Only the lines from the one containing "Place a pin on every instance of the microwave handle" through the final line of the material below should be output, exactly as they stand.
··········
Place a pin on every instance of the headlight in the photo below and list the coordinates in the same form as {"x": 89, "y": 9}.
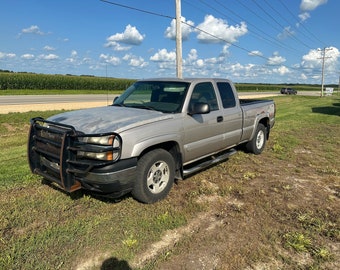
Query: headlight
{"x": 107, "y": 147}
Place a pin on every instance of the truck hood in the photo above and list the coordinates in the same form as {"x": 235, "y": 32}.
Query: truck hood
{"x": 109, "y": 119}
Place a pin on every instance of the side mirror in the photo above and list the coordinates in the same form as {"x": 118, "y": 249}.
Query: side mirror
{"x": 199, "y": 108}
{"x": 115, "y": 98}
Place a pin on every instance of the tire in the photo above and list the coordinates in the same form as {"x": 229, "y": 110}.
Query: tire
{"x": 155, "y": 176}
{"x": 257, "y": 144}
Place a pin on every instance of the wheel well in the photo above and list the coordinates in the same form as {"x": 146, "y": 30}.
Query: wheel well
{"x": 265, "y": 122}
{"x": 173, "y": 148}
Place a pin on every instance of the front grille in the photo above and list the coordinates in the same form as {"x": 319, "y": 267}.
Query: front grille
{"x": 53, "y": 153}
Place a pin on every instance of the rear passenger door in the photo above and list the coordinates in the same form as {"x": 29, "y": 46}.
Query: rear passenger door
{"x": 232, "y": 114}
{"x": 203, "y": 133}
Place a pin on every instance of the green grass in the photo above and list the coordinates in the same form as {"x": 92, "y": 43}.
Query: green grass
{"x": 265, "y": 203}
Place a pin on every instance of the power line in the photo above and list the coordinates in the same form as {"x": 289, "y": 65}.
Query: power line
{"x": 300, "y": 23}
{"x": 264, "y": 35}
{"x": 194, "y": 27}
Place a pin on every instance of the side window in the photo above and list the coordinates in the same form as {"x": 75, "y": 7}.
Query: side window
{"x": 227, "y": 95}
{"x": 204, "y": 92}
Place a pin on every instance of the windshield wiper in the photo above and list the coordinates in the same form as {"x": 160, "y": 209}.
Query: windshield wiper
{"x": 118, "y": 105}
{"x": 143, "y": 106}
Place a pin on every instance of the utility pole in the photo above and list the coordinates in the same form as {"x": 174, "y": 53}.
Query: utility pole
{"x": 178, "y": 40}
{"x": 323, "y": 68}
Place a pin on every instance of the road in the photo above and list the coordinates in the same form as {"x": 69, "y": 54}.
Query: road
{"x": 25, "y": 103}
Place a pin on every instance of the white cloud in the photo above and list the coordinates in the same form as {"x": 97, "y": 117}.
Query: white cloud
{"x": 135, "y": 61}
{"x": 49, "y": 48}
{"x": 276, "y": 59}
{"x": 170, "y": 31}
{"x": 308, "y": 5}
{"x": 314, "y": 59}
{"x": 219, "y": 31}
{"x": 117, "y": 46}
{"x": 163, "y": 56}
{"x": 50, "y": 56}
{"x": 27, "y": 56}
{"x": 282, "y": 70}
{"x": 33, "y": 29}
{"x": 130, "y": 36}
{"x": 255, "y": 53}
{"x": 7, "y": 55}
{"x": 112, "y": 60}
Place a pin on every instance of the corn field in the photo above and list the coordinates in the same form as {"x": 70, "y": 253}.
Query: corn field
{"x": 11, "y": 80}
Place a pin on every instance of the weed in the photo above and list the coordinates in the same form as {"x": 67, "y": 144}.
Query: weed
{"x": 297, "y": 241}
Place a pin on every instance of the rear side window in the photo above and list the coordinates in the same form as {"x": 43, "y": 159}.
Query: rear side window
{"x": 205, "y": 92}
{"x": 227, "y": 94}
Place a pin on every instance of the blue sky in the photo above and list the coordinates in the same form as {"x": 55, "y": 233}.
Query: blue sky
{"x": 260, "y": 41}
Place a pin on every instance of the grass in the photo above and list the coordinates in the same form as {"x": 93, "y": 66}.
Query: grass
{"x": 278, "y": 210}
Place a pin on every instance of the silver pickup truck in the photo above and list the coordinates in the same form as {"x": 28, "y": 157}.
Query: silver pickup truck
{"x": 157, "y": 131}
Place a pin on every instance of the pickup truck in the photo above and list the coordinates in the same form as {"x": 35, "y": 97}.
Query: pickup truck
{"x": 156, "y": 132}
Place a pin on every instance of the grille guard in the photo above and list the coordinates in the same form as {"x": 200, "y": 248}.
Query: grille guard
{"x": 58, "y": 144}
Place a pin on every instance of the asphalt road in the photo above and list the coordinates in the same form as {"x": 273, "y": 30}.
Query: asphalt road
{"x": 25, "y": 103}
{"x": 50, "y": 99}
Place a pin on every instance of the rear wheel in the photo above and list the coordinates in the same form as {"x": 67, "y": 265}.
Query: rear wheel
{"x": 257, "y": 144}
{"x": 155, "y": 176}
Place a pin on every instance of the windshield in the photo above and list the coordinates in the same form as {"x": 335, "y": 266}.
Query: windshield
{"x": 154, "y": 95}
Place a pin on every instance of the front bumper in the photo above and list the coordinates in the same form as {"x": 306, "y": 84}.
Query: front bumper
{"x": 53, "y": 153}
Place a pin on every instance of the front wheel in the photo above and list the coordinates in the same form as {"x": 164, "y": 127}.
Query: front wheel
{"x": 155, "y": 176}
{"x": 256, "y": 145}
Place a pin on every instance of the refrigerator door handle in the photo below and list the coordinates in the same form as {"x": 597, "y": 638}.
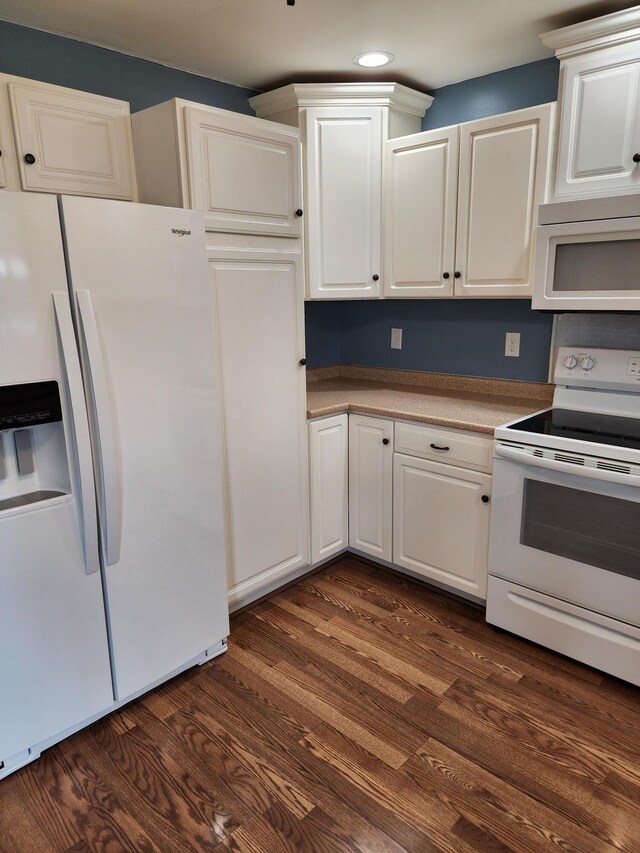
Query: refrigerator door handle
{"x": 106, "y": 448}
{"x": 82, "y": 444}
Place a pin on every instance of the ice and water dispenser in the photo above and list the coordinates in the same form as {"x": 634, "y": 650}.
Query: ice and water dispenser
{"x": 33, "y": 455}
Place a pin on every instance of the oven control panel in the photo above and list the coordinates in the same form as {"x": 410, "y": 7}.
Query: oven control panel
{"x": 598, "y": 368}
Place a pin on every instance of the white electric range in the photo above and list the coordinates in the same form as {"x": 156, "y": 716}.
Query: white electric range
{"x": 564, "y": 553}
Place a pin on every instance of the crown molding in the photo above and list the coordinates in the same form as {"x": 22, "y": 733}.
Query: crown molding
{"x": 608, "y": 30}
{"x": 301, "y": 95}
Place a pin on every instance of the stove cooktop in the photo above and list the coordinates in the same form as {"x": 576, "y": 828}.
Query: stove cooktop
{"x": 583, "y": 426}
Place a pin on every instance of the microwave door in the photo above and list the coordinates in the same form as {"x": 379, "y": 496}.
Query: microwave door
{"x": 588, "y": 266}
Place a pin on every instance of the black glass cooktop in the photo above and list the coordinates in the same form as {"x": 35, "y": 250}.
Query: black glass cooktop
{"x": 584, "y": 426}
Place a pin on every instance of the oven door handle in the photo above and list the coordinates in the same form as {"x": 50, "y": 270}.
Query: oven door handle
{"x": 524, "y": 458}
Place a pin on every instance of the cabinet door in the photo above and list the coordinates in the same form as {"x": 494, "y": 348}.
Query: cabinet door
{"x": 329, "y": 486}
{"x": 503, "y": 177}
{"x": 259, "y": 320}
{"x": 441, "y": 524}
{"x": 343, "y": 192}
{"x": 421, "y": 190}
{"x": 370, "y": 480}
{"x": 599, "y": 125}
{"x": 244, "y": 173}
{"x": 72, "y": 142}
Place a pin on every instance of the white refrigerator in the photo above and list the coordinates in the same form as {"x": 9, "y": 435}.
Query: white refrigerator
{"x": 112, "y": 555}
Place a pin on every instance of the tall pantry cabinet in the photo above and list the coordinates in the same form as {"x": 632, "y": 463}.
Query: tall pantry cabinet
{"x": 244, "y": 174}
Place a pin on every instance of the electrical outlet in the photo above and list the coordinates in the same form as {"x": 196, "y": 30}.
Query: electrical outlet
{"x": 396, "y": 338}
{"x": 512, "y": 344}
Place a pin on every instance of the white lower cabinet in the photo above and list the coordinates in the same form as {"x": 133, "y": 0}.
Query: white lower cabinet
{"x": 441, "y": 522}
{"x": 258, "y": 304}
{"x": 370, "y": 485}
{"x": 419, "y": 497}
{"x": 329, "y": 486}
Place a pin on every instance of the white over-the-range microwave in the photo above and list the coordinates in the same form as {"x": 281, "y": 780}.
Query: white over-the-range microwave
{"x": 588, "y": 255}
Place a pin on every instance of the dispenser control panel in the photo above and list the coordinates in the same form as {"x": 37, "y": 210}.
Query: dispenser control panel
{"x": 29, "y": 404}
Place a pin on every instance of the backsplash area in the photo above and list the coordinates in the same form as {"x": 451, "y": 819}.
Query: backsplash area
{"x": 443, "y": 336}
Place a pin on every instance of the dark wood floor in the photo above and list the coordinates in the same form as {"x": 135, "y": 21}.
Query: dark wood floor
{"x": 356, "y": 711}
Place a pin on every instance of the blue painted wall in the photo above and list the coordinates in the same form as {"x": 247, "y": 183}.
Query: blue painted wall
{"x": 501, "y": 92}
{"x": 441, "y": 335}
{"x": 448, "y": 336}
{"x": 65, "y": 62}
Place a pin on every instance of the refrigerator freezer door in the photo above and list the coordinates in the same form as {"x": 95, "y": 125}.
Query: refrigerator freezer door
{"x": 54, "y": 660}
{"x": 148, "y": 312}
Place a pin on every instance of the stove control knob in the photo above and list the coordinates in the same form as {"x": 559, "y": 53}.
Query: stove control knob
{"x": 587, "y": 363}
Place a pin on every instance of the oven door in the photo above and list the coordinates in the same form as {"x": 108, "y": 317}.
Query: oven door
{"x": 588, "y": 266}
{"x": 568, "y": 532}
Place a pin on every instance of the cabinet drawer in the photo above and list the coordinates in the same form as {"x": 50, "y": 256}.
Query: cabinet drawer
{"x": 445, "y": 445}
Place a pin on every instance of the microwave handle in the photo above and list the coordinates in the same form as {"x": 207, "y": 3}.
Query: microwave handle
{"x": 523, "y": 458}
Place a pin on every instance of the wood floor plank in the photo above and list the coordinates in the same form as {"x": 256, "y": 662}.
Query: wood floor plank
{"x": 417, "y": 807}
{"x": 515, "y": 819}
{"x": 358, "y": 710}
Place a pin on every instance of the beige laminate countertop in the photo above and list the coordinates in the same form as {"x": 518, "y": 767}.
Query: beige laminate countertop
{"x": 460, "y": 402}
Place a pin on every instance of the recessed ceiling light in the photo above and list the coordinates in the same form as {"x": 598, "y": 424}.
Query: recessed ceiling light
{"x": 373, "y": 59}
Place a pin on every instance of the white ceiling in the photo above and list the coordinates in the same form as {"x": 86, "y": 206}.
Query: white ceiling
{"x": 262, "y": 43}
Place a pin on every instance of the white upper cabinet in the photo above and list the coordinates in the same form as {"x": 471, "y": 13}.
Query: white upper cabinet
{"x": 503, "y": 178}
{"x": 421, "y": 191}
{"x": 460, "y": 206}
{"x": 599, "y": 101}
{"x": 244, "y": 173}
{"x": 344, "y": 127}
{"x": 344, "y": 153}
{"x": 65, "y": 141}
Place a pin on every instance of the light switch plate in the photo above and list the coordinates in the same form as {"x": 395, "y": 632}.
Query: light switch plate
{"x": 396, "y": 338}
{"x": 512, "y": 344}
··········
▶ SOLVED EXERCISE:
Place a pin on every instance of the microwave handle in the photo above and list the coordinates in the same form as {"x": 207, "y": 3}.
Query: microwave handle
{"x": 523, "y": 458}
Place a pin on every instance of the wood floor plank in the photo above and list the coordinates in the same form as {"x": 256, "y": 662}.
Query: wood floor plank
{"x": 417, "y": 807}
{"x": 515, "y": 819}
{"x": 358, "y": 710}
Place a pin on every instance of the beige laminate countertop in the photo above and list the coordinates in the same form as {"x": 518, "y": 767}.
Query: beige laminate countertop
{"x": 460, "y": 402}
Place a pin on every instance of the recessed ceiling light in the photo above and list the coordinates in the same form as {"x": 598, "y": 424}.
Query: recessed ceiling light
{"x": 373, "y": 59}
Place a pin on every instance of the white ceiling in the photo above and list the coordinates in the same form as {"x": 86, "y": 206}.
Query: white ceiling
{"x": 262, "y": 43}
Place a pin on every instance of the white upper cabinet in the photo above and list the coordinates in the same form as {"x": 471, "y": 13}.
Query: white upper cabinet
{"x": 503, "y": 178}
{"x": 421, "y": 191}
{"x": 460, "y": 206}
{"x": 599, "y": 101}
{"x": 244, "y": 173}
{"x": 344, "y": 127}
{"x": 344, "y": 153}
{"x": 65, "y": 141}
Place a pin on every instance of the light switch plate in the photo above and list the coordinates in the same form as {"x": 395, "y": 632}.
Query: light switch plate
{"x": 396, "y": 338}
{"x": 512, "y": 344}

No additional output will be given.